What this task involves - Output the data verbatim, minus the images.

Data provided -
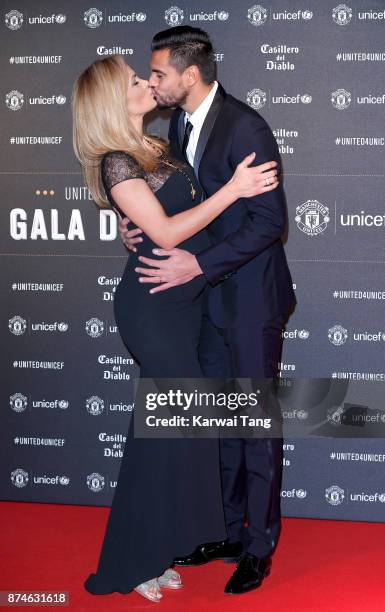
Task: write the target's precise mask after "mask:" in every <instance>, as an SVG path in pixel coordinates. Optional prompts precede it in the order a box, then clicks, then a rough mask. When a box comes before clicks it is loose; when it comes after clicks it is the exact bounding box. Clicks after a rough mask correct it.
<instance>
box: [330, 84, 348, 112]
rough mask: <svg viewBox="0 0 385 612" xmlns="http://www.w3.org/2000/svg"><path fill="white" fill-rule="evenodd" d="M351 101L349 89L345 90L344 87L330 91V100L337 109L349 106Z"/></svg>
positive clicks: (345, 107)
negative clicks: (340, 88)
mask: <svg viewBox="0 0 385 612" xmlns="http://www.w3.org/2000/svg"><path fill="white" fill-rule="evenodd" d="M351 101H352V94H351V93H350V91H346V89H337V90H336V91H333V93H332V97H331V102H332V104H333V106H334V108H337V109H338V110H344V109H345V108H348V106H350V103H351Z"/></svg>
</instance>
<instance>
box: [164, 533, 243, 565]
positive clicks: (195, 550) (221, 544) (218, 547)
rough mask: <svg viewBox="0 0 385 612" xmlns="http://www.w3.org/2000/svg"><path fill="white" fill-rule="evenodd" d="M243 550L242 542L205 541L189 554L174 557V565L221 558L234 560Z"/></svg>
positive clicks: (214, 559) (197, 561)
mask: <svg viewBox="0 0 385 612" xmlns="http://www.w3.org/2000/svg"><path fill="white" fill-rule="evenodd" d="M242 552H243V545H242V542H229V541H228V540H222V541H221V542H207V543H206V544H201V545H200V546H198V547H197V548H196V549H195V550H194V552H192V553H191V555H187V556H186V557H176V558H175V559H174V565H182V566H185V567H186V566H188V565H203V564H204V563H208V562H209V561H214V560H216V559H223V561H227V562H229V563H230V562H234V563H235V562H236V561H238V559H239V558H240V557H241V555H242Z"/></svg>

Output -
Task: write the target's precise mask after "mask:" in every <instance>, as an SVG path in pixel coordinates. Optional prompts precede it in the order a box, then clicks, then a rough mask. When a box comes before clicks it is loose; when it comes after clicks it is the exact bounding box. Clicks after a rough mask correct it.
<instance>
box: [330, 84, 348, 112]
rough mask: <svg viewBox="0 0 385 612" xmlns="http://www.w3.org/2000/svg"><path fill="white" fill-rule="evenodd" d="M351 101L349 89L345 90L344 87L330 91V100L337 109L349 106Z"/></svg>
positive clicks: (345, 107)
negative clicks: (340, 88)
mask: <svg viewBox="0 0 385 612" xmlns="http://www.w3.org/2000/svg"><path fill="white" fill-rule="evenodd" d="M351 101H352V94H351V93H350V91H346V89H337V90H336V91H333V93H332V97H331V102H332V104H333V106H334V108H337V109H338V110H344V109H345V108H348V106H350V103H351Z"/></svg>
</instance>
<instance>
box: [164, 533, 243, 565]
positive clicks: (195, 550) (221, 544) (218, 547)
rough mask: <svg viewBox="0 0 385 612" xmlns="http://www.w3.org/2000/svg"><path fill="white" fill-rule="evenodd" d="M243 550L242 542L205 541L189 554L174 557V565L221 558L234 560Z"/></svg>
positive clicks: (214, 559) (197, 561)
mask: <svg viewBox="0 0 385 612" xmlns="http://www.w3.org/2000/svg"><path fill="white" fill-rule="evenodd" d="M242 552H243V545H242V542H229V541H228V540H222V541H221V542H207V543H206V544H201V545H200V546H198V547H197V548H196V549H195V550H194V552H192V553H191V555H187V556H186V557H176V558H175V559H174V565H182V566H185V567H186V566H188V565H203V564H204V563H208V562H209V561H214V560H216V559H223V561H227V562H229V563H230V562H234V563H235V562H236V561H238V559H239V558H240V557H241V555H242Z"/></svg>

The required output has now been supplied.